_Problem details_
In the entries below, find each line with the word "forearm" and pull it out.

_Materials provided_
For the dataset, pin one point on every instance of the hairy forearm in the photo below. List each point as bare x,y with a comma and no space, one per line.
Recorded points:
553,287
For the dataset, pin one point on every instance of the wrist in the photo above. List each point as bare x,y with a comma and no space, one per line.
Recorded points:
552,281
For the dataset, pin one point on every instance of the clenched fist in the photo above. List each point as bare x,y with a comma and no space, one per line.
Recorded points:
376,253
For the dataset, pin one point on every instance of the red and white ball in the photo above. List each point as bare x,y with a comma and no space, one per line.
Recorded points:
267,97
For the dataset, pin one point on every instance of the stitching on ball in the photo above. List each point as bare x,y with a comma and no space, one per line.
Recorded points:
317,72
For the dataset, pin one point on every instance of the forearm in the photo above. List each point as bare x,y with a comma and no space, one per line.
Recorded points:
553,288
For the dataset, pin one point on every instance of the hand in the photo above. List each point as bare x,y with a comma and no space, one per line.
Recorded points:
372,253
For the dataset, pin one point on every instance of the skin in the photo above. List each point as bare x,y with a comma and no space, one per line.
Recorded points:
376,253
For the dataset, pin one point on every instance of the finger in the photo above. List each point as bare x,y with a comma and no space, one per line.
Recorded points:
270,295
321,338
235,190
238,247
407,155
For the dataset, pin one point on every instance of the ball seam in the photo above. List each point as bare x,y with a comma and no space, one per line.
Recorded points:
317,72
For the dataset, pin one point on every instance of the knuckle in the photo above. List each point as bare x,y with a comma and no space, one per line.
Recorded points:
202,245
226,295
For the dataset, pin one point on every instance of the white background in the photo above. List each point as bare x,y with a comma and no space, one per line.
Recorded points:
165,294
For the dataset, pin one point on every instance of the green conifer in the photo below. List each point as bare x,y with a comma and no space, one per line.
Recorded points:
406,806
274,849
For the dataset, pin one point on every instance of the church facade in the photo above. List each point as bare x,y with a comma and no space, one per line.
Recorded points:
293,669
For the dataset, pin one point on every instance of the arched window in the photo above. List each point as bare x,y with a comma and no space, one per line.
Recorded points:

_Solution_
For the dataset, pin one point on every instance of the hairy forearm in the photo below. List each point as bare x,y with a comma and no space, one per line.
For the dataset, pin one point on every instance of the forearm in the photo above. List each point as bare x,y with a comma and no space, one per line.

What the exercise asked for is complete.